Your goal
Spot each line in the data below containing "instance" and copy it.

Stored data entries:
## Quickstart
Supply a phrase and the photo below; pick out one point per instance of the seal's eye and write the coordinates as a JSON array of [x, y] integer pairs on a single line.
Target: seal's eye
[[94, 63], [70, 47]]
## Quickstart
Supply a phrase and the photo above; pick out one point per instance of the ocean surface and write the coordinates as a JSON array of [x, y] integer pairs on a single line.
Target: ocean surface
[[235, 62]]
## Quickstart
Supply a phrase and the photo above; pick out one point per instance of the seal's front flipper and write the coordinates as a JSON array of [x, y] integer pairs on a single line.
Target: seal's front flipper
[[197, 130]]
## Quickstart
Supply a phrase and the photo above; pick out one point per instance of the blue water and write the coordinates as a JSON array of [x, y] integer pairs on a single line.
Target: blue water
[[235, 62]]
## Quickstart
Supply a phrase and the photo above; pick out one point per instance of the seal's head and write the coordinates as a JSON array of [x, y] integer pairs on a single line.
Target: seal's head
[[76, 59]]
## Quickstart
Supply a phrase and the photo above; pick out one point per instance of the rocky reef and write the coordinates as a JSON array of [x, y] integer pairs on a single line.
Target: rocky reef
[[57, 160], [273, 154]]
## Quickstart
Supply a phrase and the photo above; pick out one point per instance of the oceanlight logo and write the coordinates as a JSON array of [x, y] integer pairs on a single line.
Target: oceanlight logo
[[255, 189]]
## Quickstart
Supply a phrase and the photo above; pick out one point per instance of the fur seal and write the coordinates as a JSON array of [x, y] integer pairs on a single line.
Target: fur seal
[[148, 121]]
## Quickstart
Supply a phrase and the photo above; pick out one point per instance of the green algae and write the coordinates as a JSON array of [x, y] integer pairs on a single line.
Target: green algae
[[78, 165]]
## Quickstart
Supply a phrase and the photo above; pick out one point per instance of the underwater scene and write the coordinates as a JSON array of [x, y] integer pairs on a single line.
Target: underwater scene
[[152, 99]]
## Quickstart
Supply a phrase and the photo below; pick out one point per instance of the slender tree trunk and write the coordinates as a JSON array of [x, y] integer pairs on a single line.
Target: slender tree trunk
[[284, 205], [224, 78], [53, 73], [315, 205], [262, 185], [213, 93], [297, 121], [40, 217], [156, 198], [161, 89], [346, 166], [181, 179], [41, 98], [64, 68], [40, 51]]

Response area
Supply a phrase and the photo below; pick out one point per instance of the seal's eye and write the coordinates as a JSON array of [x, y] integer pairs on a single line.
Supply a phrase and the photo above; pick out one point per instance of the ocean surface and write the coordinates as a JSON array of [x, y] integer pairs on a single line.
Supply a phrase and the photo above; pick out one point per instance of the seal's front flipper and write the coordinates as a JSON array of [x, y] integer pairs on a single line.
Supply a phrase and the photo above; pick out one point per instance of the blue water and write the coordinates as a JSON array of [x, y] integer pairs on a single line.
Supply a phrase and the photo above; pick out one point per instance of the seal's head and write the coordinates as a JSON array of [x, y] integer pairs on a single line.
Supply a phrase and the photo above; pick out one point per instance of the rocky reef and write the coordinates as a JSON array of [x, y] integer pairs on a single line.
Supply a phrase and the photo above; pick out one point per instance of the oceanlight logo and write the coordinates as a JSON array of [x, y] integer pairs on a single line.
Supply a phrase and the photo above; pick out one point per instance of the fur seal and write the coordinates as a JSON array of [x, y] integer pairs on a single line.
Supply a phrase and the photo above; pick out one point per instance of the green algae and write the coordinates as a JSON array of [x, y] integer pairs on a single line.
Supply a phrase and the photo above; pick out one point per instance of the underwater scene and write the coordinates as a JSON array of [x, y] integer pairs on a single line.
Supply a phrase and the photo below; pick out one point per instance of the slender tree trunk and write the coordinates as a JSON array of [x, y] integer pairs on a single line.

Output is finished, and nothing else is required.